━━ READING TEXT ━━

|Coral reefs provides food and resources to people around the world / Photo by Daviddarom via Wikimedia Commons|
Coral reefs, also known as "rainforests of the sea," are one of the most productive and biodiverse ecosystems on earth. Although it only occupies less than one percent of the ocean floor, it is the home of a number of marine species such as reptiles, crustaceans, seaweeds, bacteria, fungi, and over 400 species of fish. Coral reefs are not just beneficial to the marine life, it also provides food and resources for millions of people in different countries.
According to the Coral Reef Alliance, coral reefs also provide humans with medicines, revenue from fishing and tourism, and even protection from storms. Other marine life forms contribute to the survival of coral reefs. For instance, fishes who specialize in eating different kinds of algae keep the corals from being smothered by their potentially deadly competitors. Some fish species such as the cleaner fish keep them healthy by freeing them from parasites.
The Status of Coral Reefs
However, just like with other marine life forms, coral reefs are in danger. In a recent statistics by the Reef Resilience Network, about 75% of coral reefs are currently being threatened across the globe. They are experiencing an increased ocean temperature and acidity compared in the last 40 years. If not taken care of, scientists predicted that almost all reefs will be labeled as threatened by 2050 because of global and local stressors.

━━━
━━ DATA UNDER STUDY ━━

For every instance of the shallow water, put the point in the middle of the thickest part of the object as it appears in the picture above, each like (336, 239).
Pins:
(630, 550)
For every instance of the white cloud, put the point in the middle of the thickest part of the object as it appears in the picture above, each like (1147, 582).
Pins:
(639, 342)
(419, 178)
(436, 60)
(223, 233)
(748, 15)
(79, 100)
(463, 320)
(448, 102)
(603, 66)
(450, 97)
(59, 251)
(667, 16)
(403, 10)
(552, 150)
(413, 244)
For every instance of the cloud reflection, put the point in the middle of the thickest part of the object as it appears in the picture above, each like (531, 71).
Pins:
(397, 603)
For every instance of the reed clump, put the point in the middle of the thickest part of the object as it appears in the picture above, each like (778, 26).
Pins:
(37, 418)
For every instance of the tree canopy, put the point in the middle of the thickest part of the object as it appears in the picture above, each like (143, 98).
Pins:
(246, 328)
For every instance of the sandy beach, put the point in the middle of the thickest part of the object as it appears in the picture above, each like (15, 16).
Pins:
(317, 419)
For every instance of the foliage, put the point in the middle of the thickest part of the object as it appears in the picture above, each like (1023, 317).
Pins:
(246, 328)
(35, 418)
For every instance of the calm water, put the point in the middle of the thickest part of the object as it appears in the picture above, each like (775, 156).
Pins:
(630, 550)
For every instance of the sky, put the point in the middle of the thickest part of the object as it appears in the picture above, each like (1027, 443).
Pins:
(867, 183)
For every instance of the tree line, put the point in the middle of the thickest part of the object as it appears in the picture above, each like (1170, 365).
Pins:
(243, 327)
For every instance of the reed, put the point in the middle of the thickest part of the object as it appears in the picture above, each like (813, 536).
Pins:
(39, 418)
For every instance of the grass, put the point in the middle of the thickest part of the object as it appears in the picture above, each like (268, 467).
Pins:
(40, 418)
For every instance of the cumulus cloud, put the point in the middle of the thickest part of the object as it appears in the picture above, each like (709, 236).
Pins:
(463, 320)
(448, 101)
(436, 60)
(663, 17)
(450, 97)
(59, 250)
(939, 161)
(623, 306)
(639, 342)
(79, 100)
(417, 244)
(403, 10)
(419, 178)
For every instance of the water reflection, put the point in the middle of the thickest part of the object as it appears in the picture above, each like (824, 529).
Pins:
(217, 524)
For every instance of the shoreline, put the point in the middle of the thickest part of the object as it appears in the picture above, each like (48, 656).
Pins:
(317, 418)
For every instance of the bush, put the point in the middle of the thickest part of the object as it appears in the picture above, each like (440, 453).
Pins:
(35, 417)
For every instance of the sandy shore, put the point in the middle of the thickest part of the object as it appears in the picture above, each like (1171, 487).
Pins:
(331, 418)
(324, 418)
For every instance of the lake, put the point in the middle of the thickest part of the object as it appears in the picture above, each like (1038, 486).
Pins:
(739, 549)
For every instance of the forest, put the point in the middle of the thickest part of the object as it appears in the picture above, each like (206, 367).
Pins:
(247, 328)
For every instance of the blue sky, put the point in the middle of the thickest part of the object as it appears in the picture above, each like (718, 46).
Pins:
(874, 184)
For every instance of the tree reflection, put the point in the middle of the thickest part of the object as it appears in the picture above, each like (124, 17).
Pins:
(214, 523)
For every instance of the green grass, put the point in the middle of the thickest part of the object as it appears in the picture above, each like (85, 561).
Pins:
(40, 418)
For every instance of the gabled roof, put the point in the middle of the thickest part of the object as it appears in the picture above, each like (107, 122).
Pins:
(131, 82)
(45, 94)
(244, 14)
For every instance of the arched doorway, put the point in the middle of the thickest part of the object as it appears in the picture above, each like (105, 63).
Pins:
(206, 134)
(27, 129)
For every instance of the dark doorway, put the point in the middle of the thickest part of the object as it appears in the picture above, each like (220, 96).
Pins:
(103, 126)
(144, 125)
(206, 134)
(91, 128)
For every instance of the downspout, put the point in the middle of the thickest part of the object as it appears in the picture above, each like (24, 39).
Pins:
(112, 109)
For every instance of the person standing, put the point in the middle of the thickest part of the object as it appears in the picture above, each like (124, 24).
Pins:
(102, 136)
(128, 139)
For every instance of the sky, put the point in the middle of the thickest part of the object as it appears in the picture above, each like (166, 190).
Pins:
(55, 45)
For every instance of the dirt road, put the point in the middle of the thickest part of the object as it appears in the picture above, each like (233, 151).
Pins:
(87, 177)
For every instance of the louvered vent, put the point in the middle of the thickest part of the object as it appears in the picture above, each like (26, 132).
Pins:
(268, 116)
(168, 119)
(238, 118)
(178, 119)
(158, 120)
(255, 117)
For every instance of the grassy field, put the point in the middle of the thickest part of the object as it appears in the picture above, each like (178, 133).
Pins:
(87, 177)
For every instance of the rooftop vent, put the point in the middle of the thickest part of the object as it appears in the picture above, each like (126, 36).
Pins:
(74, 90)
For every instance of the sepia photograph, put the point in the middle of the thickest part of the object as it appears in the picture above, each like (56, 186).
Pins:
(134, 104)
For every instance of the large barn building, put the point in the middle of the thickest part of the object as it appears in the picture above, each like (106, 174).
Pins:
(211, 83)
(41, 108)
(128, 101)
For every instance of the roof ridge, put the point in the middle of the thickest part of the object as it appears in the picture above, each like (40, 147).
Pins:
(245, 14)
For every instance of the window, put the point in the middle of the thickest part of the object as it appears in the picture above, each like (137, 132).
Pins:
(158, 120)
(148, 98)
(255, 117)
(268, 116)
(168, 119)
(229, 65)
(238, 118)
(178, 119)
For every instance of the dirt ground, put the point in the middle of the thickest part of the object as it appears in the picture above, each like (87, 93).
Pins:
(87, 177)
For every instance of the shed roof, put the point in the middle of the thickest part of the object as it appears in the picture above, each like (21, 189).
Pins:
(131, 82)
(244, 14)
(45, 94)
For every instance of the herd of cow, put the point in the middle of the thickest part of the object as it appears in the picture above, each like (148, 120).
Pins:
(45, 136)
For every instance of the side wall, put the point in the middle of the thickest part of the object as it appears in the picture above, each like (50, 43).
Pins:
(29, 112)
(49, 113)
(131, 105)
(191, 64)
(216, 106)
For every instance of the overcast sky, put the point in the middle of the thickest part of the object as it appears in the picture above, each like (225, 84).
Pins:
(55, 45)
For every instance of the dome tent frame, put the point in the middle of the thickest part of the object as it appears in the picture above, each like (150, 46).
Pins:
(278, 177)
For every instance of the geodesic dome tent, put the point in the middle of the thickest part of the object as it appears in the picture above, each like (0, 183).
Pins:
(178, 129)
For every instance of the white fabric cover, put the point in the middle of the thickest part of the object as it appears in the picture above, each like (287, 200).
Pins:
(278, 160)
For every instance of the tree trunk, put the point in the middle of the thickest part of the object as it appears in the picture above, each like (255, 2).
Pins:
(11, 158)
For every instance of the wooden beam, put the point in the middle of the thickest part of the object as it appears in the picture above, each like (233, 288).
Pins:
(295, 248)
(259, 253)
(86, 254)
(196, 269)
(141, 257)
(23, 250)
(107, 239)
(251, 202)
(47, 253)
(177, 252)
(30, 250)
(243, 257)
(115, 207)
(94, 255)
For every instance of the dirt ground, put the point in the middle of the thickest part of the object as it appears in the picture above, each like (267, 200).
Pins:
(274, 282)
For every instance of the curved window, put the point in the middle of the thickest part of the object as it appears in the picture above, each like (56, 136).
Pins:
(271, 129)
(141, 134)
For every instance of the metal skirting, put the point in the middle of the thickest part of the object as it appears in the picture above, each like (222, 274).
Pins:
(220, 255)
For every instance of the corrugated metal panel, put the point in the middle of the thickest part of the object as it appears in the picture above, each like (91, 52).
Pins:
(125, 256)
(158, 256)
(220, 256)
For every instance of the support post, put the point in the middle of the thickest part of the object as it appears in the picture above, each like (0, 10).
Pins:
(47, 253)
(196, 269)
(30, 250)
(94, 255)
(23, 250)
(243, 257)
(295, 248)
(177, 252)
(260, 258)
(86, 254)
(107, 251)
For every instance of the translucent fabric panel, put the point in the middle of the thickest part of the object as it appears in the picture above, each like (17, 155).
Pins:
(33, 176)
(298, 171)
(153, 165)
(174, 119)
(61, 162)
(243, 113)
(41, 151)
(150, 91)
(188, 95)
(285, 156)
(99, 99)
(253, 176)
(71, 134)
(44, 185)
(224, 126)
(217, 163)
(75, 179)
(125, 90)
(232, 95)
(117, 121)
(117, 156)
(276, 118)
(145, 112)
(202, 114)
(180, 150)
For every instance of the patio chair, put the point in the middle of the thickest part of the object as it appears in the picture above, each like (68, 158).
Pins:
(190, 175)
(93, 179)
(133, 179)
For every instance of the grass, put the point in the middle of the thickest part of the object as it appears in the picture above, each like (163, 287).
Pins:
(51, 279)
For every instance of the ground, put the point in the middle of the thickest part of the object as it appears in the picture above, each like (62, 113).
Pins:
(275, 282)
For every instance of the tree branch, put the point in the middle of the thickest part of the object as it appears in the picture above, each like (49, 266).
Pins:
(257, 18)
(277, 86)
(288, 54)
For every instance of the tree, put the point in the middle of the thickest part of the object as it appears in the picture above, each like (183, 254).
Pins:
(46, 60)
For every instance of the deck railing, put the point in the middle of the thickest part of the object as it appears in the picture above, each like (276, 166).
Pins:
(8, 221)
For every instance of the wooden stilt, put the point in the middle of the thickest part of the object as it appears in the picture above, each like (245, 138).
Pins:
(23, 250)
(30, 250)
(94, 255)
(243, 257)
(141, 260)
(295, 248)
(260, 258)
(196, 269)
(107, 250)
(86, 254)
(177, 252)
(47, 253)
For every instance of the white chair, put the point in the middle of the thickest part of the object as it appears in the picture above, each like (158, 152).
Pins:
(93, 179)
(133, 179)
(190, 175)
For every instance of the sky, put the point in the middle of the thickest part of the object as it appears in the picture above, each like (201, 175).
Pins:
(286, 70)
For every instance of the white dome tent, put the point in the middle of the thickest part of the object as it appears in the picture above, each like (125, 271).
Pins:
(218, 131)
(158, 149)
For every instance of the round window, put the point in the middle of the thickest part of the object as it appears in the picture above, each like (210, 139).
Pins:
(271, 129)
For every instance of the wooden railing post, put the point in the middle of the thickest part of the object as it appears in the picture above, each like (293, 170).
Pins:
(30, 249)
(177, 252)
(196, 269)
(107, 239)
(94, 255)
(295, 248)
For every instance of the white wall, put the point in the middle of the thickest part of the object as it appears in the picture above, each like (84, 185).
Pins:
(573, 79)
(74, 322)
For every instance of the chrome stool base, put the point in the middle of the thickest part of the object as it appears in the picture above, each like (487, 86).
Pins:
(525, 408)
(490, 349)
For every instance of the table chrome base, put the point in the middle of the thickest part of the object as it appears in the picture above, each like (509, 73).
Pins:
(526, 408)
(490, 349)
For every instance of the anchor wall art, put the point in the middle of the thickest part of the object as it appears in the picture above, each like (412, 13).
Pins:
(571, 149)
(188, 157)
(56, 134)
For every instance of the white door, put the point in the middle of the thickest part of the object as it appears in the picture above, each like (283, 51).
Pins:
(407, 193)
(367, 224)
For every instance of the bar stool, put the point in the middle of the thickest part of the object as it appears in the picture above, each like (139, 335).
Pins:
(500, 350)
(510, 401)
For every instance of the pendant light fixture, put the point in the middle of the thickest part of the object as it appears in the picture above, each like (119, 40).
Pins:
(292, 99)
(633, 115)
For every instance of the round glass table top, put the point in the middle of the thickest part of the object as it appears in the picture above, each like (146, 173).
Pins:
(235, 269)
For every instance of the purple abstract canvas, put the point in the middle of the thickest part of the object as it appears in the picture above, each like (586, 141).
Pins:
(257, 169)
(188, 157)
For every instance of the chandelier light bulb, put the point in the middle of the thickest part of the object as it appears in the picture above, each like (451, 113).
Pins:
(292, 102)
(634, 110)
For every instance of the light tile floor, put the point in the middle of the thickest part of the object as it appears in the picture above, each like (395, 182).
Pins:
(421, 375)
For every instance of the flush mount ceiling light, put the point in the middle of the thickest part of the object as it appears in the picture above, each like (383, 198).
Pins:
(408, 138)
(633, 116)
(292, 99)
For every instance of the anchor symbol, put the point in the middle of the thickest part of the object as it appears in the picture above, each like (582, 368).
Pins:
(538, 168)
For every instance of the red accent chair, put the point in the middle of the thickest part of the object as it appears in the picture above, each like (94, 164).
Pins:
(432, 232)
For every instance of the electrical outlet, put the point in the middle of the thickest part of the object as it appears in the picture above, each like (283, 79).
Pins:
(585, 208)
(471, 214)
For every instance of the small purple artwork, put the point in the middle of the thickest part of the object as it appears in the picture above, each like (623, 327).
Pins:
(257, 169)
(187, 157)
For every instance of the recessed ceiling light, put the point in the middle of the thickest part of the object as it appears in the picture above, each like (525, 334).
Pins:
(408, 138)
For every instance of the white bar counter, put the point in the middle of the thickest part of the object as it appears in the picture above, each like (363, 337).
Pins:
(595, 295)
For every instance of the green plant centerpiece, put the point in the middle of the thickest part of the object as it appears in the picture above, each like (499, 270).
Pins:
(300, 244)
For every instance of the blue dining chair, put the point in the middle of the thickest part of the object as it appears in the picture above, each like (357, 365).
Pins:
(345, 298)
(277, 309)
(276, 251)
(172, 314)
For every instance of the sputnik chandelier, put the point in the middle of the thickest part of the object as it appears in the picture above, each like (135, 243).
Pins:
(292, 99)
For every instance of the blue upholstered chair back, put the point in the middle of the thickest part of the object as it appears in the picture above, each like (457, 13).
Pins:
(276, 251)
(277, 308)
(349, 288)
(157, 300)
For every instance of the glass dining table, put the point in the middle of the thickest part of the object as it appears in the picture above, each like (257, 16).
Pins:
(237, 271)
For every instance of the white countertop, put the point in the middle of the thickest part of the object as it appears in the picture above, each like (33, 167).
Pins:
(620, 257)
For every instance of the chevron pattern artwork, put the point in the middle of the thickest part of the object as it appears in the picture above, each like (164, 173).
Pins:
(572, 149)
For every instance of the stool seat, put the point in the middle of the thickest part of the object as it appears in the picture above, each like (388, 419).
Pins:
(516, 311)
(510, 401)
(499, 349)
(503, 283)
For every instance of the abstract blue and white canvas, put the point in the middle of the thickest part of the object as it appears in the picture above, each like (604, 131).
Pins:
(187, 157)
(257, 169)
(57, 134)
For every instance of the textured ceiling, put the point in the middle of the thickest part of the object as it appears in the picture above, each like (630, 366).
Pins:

━━━

*WHAT THE TASK REQUIRES*
Write out, word for word, everything in the coral reef text from "The Status of" down to "and local stressors.".

*RESPONSE BOX*
The Status of Coral Reefs
However, just like with other marine life forms, coral reefs are in danger. In a recent statistics by the Reef Resilience Network, about 75% of coral reefs are currently being threatened across the globe. They are experiencing an increased ocean temperature and acidity compared in the last 40 years. If not taken care of, scientists predicted that almost all reefs will be labeled as threatened by 2050 because of global and local stressors.